(Dataset excerpt)
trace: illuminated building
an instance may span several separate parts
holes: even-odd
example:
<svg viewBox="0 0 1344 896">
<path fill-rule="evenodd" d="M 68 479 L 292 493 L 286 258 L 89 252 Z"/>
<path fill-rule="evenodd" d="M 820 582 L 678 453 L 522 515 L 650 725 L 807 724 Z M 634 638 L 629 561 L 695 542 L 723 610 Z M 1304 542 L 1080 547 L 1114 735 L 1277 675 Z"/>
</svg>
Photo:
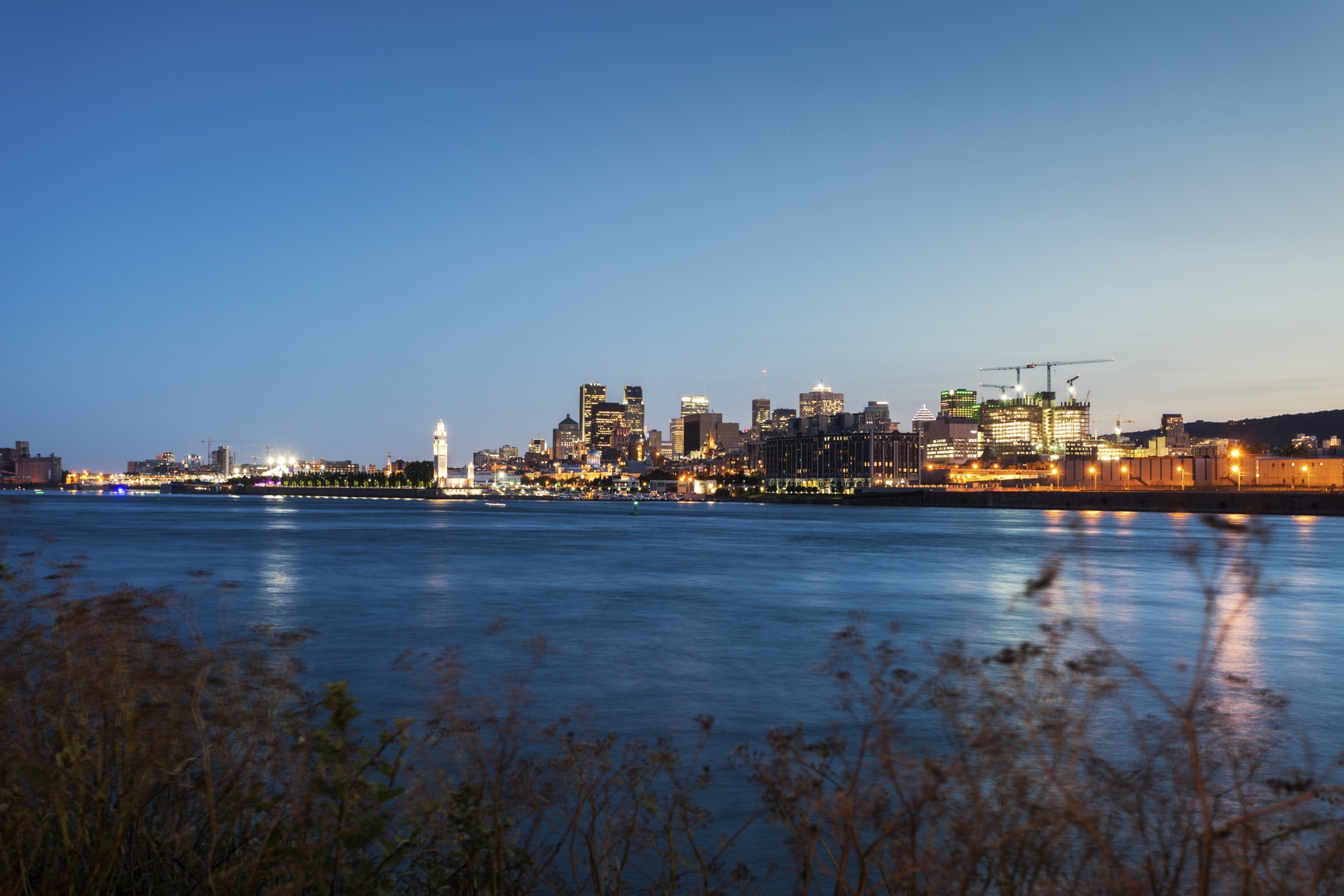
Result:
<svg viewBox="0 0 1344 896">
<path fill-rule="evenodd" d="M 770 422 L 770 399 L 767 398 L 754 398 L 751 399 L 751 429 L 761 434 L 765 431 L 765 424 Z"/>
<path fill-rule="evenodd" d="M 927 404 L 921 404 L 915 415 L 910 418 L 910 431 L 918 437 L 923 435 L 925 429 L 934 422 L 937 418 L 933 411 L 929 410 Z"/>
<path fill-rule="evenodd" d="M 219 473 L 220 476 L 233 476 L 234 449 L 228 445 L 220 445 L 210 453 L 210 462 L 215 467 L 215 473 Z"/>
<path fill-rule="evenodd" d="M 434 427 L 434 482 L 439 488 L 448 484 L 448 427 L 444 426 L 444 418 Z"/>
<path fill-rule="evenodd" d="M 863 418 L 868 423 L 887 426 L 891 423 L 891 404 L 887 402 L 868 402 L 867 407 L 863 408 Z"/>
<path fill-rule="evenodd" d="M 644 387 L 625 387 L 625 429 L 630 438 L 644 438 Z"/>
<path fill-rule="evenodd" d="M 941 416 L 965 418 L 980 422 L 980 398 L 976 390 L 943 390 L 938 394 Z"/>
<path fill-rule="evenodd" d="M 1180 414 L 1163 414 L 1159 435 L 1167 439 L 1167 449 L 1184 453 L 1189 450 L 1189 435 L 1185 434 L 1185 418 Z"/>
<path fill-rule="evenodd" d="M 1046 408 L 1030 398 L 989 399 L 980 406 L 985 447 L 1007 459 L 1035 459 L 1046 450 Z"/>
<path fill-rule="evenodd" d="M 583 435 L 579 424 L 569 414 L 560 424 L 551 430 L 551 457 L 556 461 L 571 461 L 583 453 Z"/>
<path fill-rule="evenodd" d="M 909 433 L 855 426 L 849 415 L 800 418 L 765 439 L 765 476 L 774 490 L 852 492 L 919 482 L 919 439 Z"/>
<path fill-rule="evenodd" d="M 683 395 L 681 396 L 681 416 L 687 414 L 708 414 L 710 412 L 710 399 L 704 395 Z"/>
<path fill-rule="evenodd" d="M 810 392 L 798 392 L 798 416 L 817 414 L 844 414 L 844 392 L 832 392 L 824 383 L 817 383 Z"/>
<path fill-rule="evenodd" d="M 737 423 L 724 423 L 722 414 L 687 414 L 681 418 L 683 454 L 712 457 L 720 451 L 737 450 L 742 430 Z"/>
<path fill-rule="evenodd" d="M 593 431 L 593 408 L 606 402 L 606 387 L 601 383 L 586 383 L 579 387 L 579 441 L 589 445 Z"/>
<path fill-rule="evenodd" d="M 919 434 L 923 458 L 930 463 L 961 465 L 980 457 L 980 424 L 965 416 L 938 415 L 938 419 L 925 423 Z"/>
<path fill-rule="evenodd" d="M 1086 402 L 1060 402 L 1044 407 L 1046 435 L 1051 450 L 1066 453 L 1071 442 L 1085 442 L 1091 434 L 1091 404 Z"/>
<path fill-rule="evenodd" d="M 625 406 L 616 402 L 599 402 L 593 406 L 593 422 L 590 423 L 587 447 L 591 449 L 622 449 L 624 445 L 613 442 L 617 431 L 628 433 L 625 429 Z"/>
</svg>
---
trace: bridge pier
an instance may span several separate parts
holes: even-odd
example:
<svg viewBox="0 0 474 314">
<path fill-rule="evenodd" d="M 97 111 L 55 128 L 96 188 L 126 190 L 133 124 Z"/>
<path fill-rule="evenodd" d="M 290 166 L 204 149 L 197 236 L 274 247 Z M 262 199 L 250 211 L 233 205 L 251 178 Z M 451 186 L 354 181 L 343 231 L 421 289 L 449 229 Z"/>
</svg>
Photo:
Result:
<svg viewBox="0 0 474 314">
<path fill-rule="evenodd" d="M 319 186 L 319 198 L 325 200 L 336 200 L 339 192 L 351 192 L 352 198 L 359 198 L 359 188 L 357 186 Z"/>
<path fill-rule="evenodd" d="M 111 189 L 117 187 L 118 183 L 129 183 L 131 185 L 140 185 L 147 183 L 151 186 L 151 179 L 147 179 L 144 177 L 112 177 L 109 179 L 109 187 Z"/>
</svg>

**YOUR TASK**
Reproduce the material from the line with "trace: illuminated building" up to and including the line with "68 479 L 292", substituting "distinct" for "separate" and leaving everything else unchanged.

**TASK RESPONSE**
trace: illuminated building
an instance may span several distinct parts
holes: even-odd
example:
<svg viewBox="0 0 1344 896">
<path fill-rule="evenodd" d="M 68 479 L 292 493 L 286 258 L 89 252 Z"/>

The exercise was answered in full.